* START TASK INPUT *

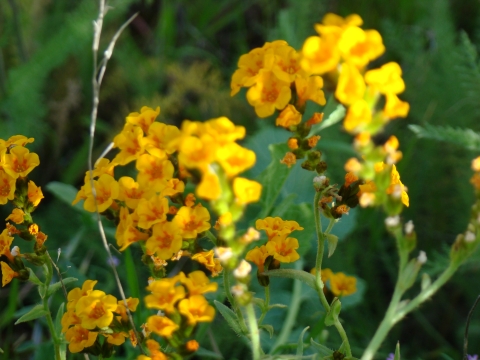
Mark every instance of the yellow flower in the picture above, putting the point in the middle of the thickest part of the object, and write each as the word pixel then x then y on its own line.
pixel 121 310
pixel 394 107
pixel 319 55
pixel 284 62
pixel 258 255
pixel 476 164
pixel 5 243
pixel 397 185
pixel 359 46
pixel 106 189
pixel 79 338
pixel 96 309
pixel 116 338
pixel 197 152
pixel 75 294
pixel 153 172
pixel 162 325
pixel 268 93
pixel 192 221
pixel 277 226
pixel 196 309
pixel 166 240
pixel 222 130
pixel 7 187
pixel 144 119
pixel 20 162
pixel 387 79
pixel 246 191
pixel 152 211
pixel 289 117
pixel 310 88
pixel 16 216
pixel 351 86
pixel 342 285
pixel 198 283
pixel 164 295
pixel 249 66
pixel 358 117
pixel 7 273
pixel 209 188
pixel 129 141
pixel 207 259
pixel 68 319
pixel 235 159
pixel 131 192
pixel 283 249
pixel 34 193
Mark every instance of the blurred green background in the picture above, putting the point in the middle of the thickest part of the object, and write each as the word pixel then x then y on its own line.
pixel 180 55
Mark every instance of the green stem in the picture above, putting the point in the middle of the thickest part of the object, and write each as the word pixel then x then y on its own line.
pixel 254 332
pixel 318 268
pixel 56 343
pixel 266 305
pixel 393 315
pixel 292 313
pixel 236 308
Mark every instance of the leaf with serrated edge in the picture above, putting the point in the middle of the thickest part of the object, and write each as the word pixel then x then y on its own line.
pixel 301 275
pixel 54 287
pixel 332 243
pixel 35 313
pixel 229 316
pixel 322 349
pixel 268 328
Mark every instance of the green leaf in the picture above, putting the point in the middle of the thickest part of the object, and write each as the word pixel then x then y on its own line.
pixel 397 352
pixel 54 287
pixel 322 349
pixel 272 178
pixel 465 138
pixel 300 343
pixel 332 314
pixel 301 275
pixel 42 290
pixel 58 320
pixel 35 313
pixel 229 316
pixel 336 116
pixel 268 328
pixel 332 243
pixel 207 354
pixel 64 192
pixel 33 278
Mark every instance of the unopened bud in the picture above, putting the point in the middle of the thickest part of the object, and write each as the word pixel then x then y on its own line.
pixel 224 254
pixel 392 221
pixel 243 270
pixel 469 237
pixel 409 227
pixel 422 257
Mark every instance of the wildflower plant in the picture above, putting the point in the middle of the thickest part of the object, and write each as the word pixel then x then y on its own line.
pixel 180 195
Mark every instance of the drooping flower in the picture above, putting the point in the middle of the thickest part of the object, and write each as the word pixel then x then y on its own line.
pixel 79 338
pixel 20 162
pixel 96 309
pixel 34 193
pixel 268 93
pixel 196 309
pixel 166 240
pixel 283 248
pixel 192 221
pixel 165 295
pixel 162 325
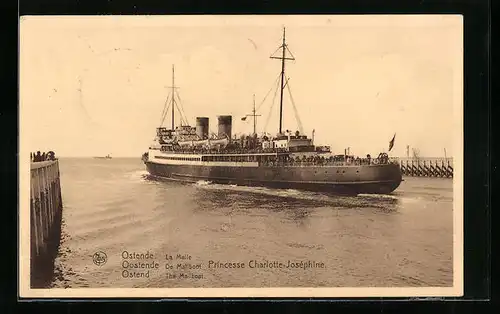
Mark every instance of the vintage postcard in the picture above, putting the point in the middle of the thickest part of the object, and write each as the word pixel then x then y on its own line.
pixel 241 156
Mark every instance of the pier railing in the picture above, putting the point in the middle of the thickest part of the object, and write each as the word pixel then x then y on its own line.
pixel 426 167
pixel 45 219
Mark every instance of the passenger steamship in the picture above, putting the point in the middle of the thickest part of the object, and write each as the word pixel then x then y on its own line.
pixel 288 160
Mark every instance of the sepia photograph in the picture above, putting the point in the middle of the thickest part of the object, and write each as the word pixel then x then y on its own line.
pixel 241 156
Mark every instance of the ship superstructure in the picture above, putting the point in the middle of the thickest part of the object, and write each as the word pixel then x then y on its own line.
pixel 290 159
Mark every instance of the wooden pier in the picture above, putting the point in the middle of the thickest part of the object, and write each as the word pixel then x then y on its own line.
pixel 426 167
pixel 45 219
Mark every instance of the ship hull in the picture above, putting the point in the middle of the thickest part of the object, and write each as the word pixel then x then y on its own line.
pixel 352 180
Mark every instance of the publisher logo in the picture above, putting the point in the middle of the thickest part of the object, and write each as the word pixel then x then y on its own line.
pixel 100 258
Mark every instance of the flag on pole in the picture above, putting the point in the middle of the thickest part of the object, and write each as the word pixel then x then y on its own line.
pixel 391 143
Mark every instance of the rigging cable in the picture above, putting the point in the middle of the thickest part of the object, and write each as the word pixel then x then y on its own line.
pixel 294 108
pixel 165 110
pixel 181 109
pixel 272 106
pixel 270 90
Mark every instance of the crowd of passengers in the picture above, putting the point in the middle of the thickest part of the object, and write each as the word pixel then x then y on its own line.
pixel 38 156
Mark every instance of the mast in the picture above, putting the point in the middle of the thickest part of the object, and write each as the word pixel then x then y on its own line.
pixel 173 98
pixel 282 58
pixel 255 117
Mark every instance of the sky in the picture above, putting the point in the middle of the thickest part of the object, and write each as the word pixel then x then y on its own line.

* END TASK INPUT *

GOAL →
Please copy every row above word for word, leaving out the pictures.

FINISHED EXERCISE →
Mark every instance of the yellow flower in the picture above, putting the point in the middle of the thickest part of the object, and write each as the word pixel then x then y on its own line.
pixel 121 310
pixel 394 107
pixel 319 55
pixel 284 62
pixel 258 255
pixel 476 164
pixel 5 243
pixel 397 185
pixel 359 46
pixel 106 189
pixel 79 338
pixel 96 309
pixel 116 338
pixel 197 152
pixel 75 294
pixel 153 172
pixel 162 325
pixel 268 93
pixel 192 221
pixel 277 226
pixel 196 309
pixel 166 240
pixel 222 130
pixel 7 187
pixel 144 119
pixel 20 162
pixel 387 79
pixel 246 191
pixel 152 211
pixel 289 117
pixel 310 88
pixel 16 216
pixel 351 86
pixel 342 285
pixel 198 283
pixel 164 295
pixel 249 66
pixel 358 117
pixel 7 273
pixel 209 188
pixel 129 141
pixel 207 259
pixel 68 319
pixel 235 159
pixel 131 192
pixel 283 249
pixel 34 193
Mark every instance of the blurred green background in the picture above, putting the point in the middle of the thickest part of the object, and write each as the word pixel then x then y on its own line.
pixel 180 55
Mark every instance of the green stem in the picture above, putting the point in the middle of the thickest part of the object, and write each as the word pixel then x then y on its own line.
pixel 254 332
pixel 318 268
pixel 56 343
pixel 266 305
pixel 393 315
pixel 292 313
pixel 236 308
Mark every instance of the leaf with serrated edge in the picture above, putting the point in the middle of the thickest part of the object, and write each as the word pixel then x then y on its own line.
pixel 301 275
pixel 54 287
pixel 332 243
pixel 35 313
pixel 229 316
pixel 322 349
pixel 268 328
Mark every instance of the green leaf in the picture above, putting the point in the middle of the thickest part of the object, and write each as the word pixel then x then y on its own line.
pixel 397 352
pixel 54 287
pixel 322 349
pixel 272 178
pixel 465 138
pixel 300 343
pixel 332 314
pixel 301 275
pixel 42 290
pixel 58 320
pixel 35 313
pixel 229 316
pixel 336 116
pixel 268 328
pixel 332 243
pixel 207 354
pixel 64 192
pixel 33 278
Mark every instance of the unopened bud in the picture above, putting the point in the middle of the thickest part of the object, and write each as the word pixel then x then y on its own line.
pixel 224 254
pixel 392 221
pixel 243 270
pixel 469 237
pixel 409 227
pixel 422 257
Mark every instance of the wildflower plant in the picture above, putting the point in the middle of the thickest part of the object, and write each as the word pixel then x then y on its own line.
pixel 180 195
Mark every instance of the drooping flower in the picture above, putting the point in the middle of the thickest part of the object, and write each as the word pixel then x then y on its own line.
pixel 79 338
pixel 20 162
pixel 96 309
pixel 34 193
pixel 268 93
pixel 196 309
pixel 166 240
pixel 283 248
pixel 192 221
pixel 165 295
pixel 162 325
Mark every instance of the vintage postcard in the picture above, putting the point in the middle of the thickest part of the object, and write each as the word pixel then x then y on its own line.
pixel 241 156
Mark every instance of the pier railing in the picture above, putting the point in the middle of the thickest part of the object, and write each as the word pixel then x then y on its own line.
pixel 426 167
pixel 45 219
Mark every instance of the passenger steamship in the picture above, putting the point in the middle of the thickest part of the object, and write each as the word pixel then x then y on its own line.
pixel 288 160
Mark every instance of the sepia photograph in the picture above, putting the point in the middle of the thickest part of the object, and write each as the word pixel then x then y on its own line.
pixel 241 156
Mark every instance of the ship superstructure in the picture above, putting the point in the middle of the thickest part of the object, and write each as the word pixel then x then y on its own line.
pixel 290 159
Mark every instance of the wooden pier in the picture above, putting the point in the middle of the thickest part of the object, and write each as the word pixel then x then y on its own line.
pixel 426 167
pixel 45 219
Mark every instance of the ship hull in the picture above, putting the point in the middle of the thickest part of the object, and write each as the word pixel then x then y on its own line.
pixel 352 180
Mark every instance of the publisher logo in the picture above, putting the point in the middle of the thickest part of the object, and write each as the word pixel then x then y on its own line.
pixel 100 258
Mark every instance of the flag on pole in the picture above, putting the point in the middle of the thickest part of the object, and write each as the word pixel then x then y on its own line.
pixel 391 143
Mark every instance of the rigging cable in the picture above, putting the point in the middle of the thickest part of the object, and write each as the word pixel then x then y on its own line.
pixel 294 108
pixel 165 110
pixel 181 109
pixel 272 106
pixel 270 90
Mark every instance of the crowd of passengers in the picture above, putting the point in the middle of the thickest part of the object, and write each as the word pixel then x then y on its own line.
pixel 38 156
Mark every instance of the mast in the picture above, putting the point in the middle of the thickest part of the object, and write each as the word pixel then x then y on its own line.
pixel 173 98
pixel 282 58
pixel 255 117
Mark every instance of the sky in the picture above, putting the point in the middle of the thickest part of the object, and write each as the word pixel then x then y on its own line.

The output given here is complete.